= WORK TO COMPLETE =
Among the records below, find each line bearing the word "truck" and copy it.

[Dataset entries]

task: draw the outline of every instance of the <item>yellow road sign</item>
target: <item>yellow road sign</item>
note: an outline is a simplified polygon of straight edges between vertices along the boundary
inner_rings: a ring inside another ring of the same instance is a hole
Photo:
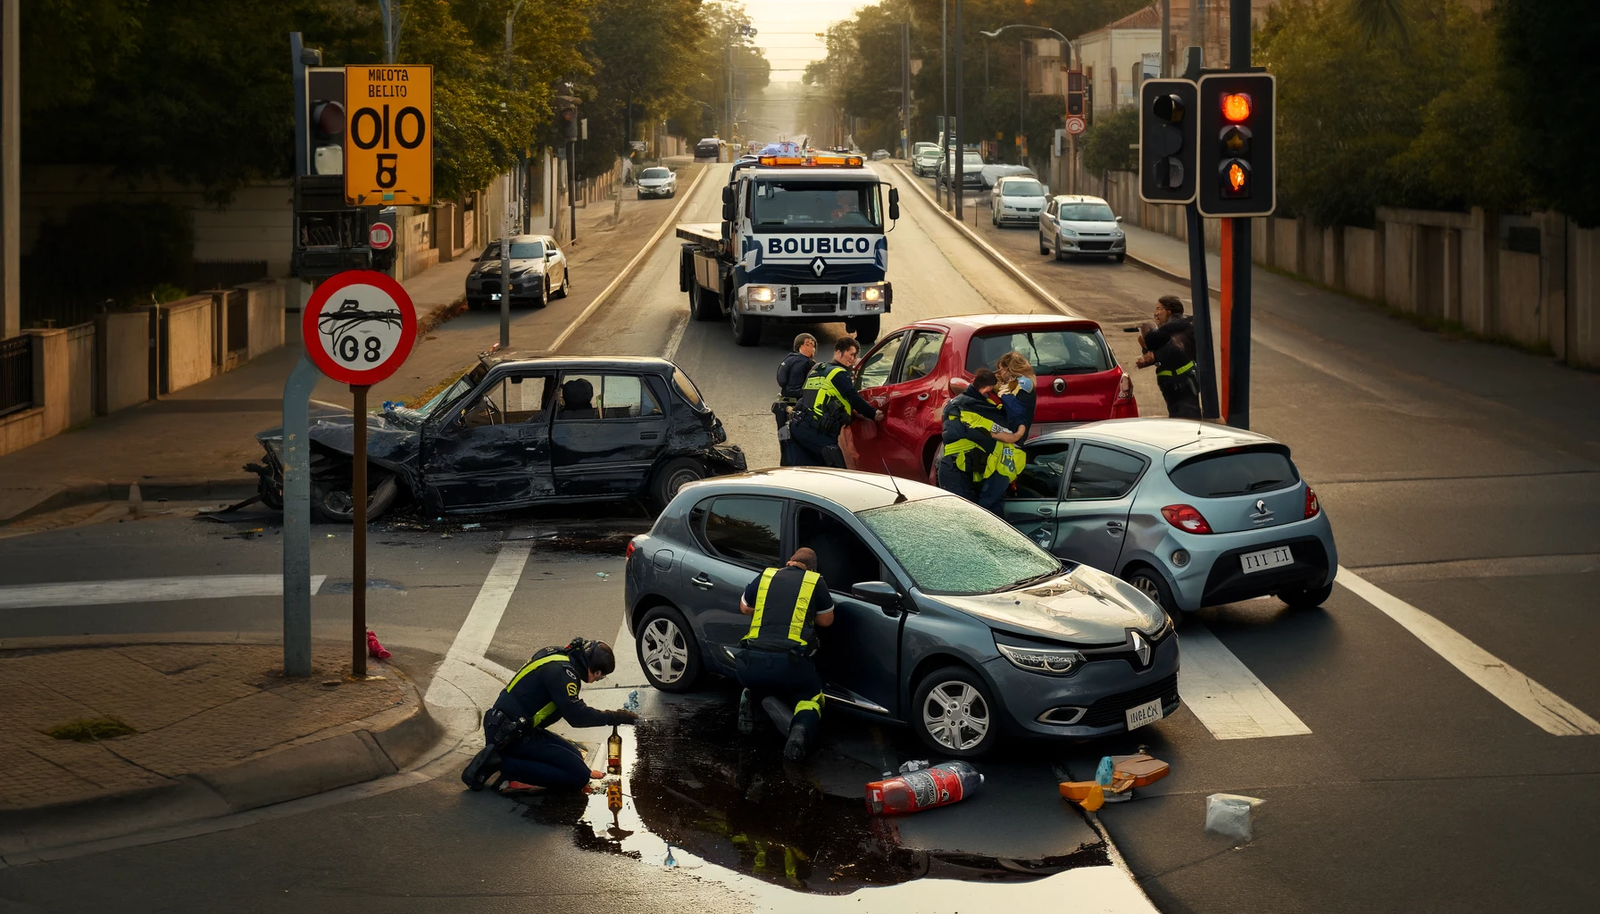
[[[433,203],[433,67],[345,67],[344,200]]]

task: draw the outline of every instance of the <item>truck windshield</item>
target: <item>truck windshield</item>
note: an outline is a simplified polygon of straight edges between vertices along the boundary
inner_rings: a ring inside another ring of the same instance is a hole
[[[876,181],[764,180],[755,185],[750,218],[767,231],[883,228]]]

= ANSWER AREA =
task: draw the outline of every instance of the <item>truck windshield</item>
target: <item>truck windshield</item>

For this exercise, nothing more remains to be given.